Task:
Convert the records from the line containing "Find the braided black hair in this photo." down to the line containing "[181, 155, 207, 176]" into a two-column CSV with the headers text and answer. Give one row per record, put each value in a single quoted field, and replace line breaks with spaces.

Task data:
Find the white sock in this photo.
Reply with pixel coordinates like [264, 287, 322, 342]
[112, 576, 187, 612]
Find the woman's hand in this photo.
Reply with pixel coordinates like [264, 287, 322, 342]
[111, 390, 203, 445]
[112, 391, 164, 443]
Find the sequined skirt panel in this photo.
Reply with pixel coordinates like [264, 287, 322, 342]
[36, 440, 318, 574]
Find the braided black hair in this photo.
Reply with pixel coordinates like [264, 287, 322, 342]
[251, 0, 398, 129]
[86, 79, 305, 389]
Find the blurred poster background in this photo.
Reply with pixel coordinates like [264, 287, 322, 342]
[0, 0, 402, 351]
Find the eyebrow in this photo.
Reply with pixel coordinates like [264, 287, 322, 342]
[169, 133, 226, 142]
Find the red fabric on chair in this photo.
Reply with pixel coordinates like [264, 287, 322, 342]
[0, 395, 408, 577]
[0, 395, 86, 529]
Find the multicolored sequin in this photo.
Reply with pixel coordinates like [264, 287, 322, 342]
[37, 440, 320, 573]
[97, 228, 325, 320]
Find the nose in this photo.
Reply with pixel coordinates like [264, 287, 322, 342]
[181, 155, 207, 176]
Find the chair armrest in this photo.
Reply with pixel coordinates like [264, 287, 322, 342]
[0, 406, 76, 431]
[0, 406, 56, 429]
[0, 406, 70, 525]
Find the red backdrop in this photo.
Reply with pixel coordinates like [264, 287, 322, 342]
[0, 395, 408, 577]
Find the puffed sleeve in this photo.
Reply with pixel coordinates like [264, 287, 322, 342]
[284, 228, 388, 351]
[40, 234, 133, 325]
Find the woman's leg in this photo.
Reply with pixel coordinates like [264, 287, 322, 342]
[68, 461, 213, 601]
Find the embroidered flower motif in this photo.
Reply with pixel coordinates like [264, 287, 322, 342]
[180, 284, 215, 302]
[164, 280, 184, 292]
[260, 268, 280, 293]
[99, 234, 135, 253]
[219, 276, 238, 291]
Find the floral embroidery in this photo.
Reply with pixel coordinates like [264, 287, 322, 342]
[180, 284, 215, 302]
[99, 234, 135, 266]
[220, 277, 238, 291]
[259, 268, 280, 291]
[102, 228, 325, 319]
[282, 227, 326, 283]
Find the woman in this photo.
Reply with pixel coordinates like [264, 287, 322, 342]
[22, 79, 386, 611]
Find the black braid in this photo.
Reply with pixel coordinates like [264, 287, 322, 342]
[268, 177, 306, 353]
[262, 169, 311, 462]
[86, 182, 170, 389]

Reply:
text,answer
"Find the braided black hair in this photo. Reply with pixel coordinates like [264, 287, 322, 342]","[251, 0, 398, 129] [86, 79, 305, 389]"
"Find the blurred poster background in this photo. Reply with pixel coordinates like [264, 287, 322, 342]","[0, 0, 402, 351]"
"Find the eyebrow in this photo. Reply with pixel coordinates like [264, 287, 322, 342]","[169, 133, 226, 142]"
"Find the red fabric on chair in this photo. Reply with pixel coordinates like [264, 287, 322, 342]","[0, 395, 408, 577] [0, 395, 86, 529]"
"Find the multicolored sequin in this photo. Reply with pixel coordinates like [264, 287, 322, 342]","[37, 440, 320, 573] [97, 228, 325, 320]"
"Find the nose in this photo. Reply with pixel coordinates like [264, 287, 322, 342]","[181, 155, 207, 176]"